### Article
>> begin

# Crush w/out destemming



## Giuseppe (Oct 1, 2010)

Does anyone process their grapes without destemming? Meaning you crush with stems and press with stems?


----------



## homer (Oct 1, 2010)

Yep, I don't but I don't know anything. bk


----------



## djrockinsteve (Oct 1, 2010)

You can but that will lead to extra tannins in your wine. No I haven't done that.


----------



## jet (Oct 1, 2010)

djrockinsteve said:


> You can but that will lead to extra tannins in your wine. No I haven't done that.



Would that be a problem with whites (since you don't ferment on the skins)?


----------



## danielpego (Oct 1, 2010)

I my house we never destem, with reds or whites. No one had ever complained.


----------



## winemaker_3352 (Oct 1, 2010)

Giuseppe said:


> Does anyone process their grapes without destemming? Meaning you crush with stems and press with stems?



Read through this post - i had the same question - and the length of time the skins and stems are in contact with the must it will be alright.


http://www.winemakingtalk.com/forum/showthread.php?t=8618


----------



## JohnT (Oct 1, 2010)

Not a problem with whites. In fact, this year, we are not even going to crush out whites. Just toss the whole cluster into the press and apply low pressure over several hours. The stems serve as a channel to allow the juice to escape when under pressure.


----------



## jet (Oct 1, 2010)

JohnT said:


> Not a problem with whites. In fact, this year, we are not even going to crush out whites. Just toss the whole cluster into the press and apply low pressure over several hours. The stems serve as a channel to allow the juice to escape when under pressure.



I've heard that called the Champagne method, but they normally say that home presses don't have the pressure to do it.


----------



## JohnT (Oct 5, 2010)

Well we pressed off the whites last friday night. Found that the best tecnique is to load 6 inches of grapes, press, then load another 6 inches press, and so on. 

After the press was filled, I then just applied low pressure for a couple of hours. I then had to "Fork" (or stir) the grapes, then apply light pressure again. 

The juice comming out of the press had significantly less particulate matter (Pulp, Etc) then when I crushed/destemmed. Can't wait to see what the final product is like.

>> end

### Data extract
>> begin

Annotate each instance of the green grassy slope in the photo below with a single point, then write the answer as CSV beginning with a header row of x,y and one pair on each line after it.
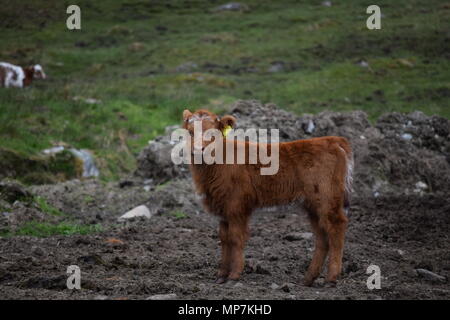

>> end

### Goal 1
Restate as a short list the paragraph of the destemming thread that begins "Well we pressed off the whites", keeping its main facts.
### Goal 2
Carry the thread on crushing grapes without destemming forward from its last sentence.
The lines play no part in this work.

### Exercise result 1
- The whites were pressed last Friday night.
- The best technique found was to load 6 inches of grapes, press, then load and press another 6 inches, and keep repeating.

### Exercise result 2
----------



## jet (Oct 5, 2010)

JohnT said:


> Well we pressed off the whites last friday night. Found that the best tecnique is to load 6 inches of grapes, press, then load another 6 inches press, and so on.
> 
> After the press was filled, I then just applied low pressure for a couple of hours. I then had to "Fork" (or stir) the grapes, then apply light pressure again.
> 
> The juice comming out of the press had significantly less particulate matter (Pulp, Etc) then when I crushed/destemmed. Can't wait to see what the final product is like.



You pressed whole clusters? Did you add meta during the long pressing? How big a press do you have?


----------



## JohnT (Oct 5, 2010)

I added some each time I loaded a layer of grapes. 

My pres iss a #55 and is hydrolic.


----------



## jet (Oct 5, 2010)

JohnT said:


> I added some each time I loaded a layer of grapes.
> 
> My pres iss a #55 and is hydrolic.



Cool......


----------



## Wade E (Oct 5, 2010)

His press is the sweetest thing Ive ever seen on this Earth! I was thinking of cold pressig my grapes but I did crush them first and immediately put them in the press.


----------



## JohnT (Oct 6, 2010)

Wade E said:


> His press is the sweetest thing Ive ever seen on this Earth! I was thinking of cold pressig my grapes but I did crush them first and immediately put them in the press.



Thanks for the complement Wade.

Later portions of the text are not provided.